=== DATA SUPPLIED ===

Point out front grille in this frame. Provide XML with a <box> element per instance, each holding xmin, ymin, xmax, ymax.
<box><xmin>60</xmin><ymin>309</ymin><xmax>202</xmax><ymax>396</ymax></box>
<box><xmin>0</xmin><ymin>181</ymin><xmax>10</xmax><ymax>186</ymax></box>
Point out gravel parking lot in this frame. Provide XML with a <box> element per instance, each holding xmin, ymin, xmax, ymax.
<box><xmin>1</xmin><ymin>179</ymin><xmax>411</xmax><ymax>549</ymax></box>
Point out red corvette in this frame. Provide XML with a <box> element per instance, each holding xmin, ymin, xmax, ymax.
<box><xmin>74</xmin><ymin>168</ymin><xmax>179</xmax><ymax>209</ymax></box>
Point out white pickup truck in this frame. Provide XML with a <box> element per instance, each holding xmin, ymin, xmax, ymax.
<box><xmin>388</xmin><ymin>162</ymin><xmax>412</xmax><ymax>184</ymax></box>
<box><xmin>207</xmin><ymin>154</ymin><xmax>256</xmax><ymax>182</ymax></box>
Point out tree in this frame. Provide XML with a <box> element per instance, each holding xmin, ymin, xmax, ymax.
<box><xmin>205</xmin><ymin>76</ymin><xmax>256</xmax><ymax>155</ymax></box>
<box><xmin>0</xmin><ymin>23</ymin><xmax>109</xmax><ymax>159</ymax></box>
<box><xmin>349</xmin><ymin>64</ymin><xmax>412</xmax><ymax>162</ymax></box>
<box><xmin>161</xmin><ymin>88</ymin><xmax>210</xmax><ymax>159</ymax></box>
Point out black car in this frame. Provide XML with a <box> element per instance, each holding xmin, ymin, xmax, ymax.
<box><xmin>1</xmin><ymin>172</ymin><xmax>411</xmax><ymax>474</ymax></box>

===

> _TASK DETAILS_
Copy out the material, keeping every line exactly as it is.

> _THE ANSWER_
Point out front grille in this frame. Provide XML with a <box> element per instance, each holding xmin, ymin, xmax, ymax.
<box><xmin>60</xmin><ymin>309</ymin><xmax>202</xmax><ymax>396</ymax></box>
<box><xmin>0</xmin><ymin>181</ymin><xmax>10</xmax><ymax>186</ymax></box>
Point out gravel parking lot in this frame. Provide XML with a <box> element per instance, each holding xmin, ymin, xmax, ymax.
<box><xmin>1</xmin><ymin>179</ymin><xmax>411</xmax><ymax>549</ymax></box>
Point out red corvette in this frame. Provide XML with a <box> element per instance, each holding xmin, ymin, xmax, ymax.
<box><xmin>74</xmin><ymin>168</ymin><xmax>179</xmax><ymax>209</ymax></box>
Point out white pickup truck in this frame. Provide XML with a <box> element per instance, each holding xmin, ymin, xmax, ymax.
<box><xmin>388</xmin><ymin>162</ymin><xmax>412</xmax><ymax>184</ymax></box>
<box><xmin>207</xmin><ymin>154</ymin><xmax>256</xmax><ymax>182</ymax></box>
Point out tree in this frame. Provide XML with a <box> element per instance, each holding xmin, ymin, xmax, ymax.
<box><xmin>205</xmin><ymin>76</ymin><xmax>256</xmax><ymax>155</ymax></box>
<box><xmin>0</xmin><ymin>23</ymin><xmax>109</xmax><ymax>159</ymax></box>
<box><xmin>349</xmin><ymin>64</ymin><xmax>412</xmax><ymax>162</ymax></box>
<box><xmin>161</xmin><ymin>88</ymin><xmax>210</xmax><ymax>159</ymax></box>
Point out black car in this frame. Provide XML with a <box> element per instance, each holding xmin, ymin, xmax, ymax.
<box><xmin>1</xmin><ymin>172</ymin><xmax>411</xmax><ymax>474</ymax></box>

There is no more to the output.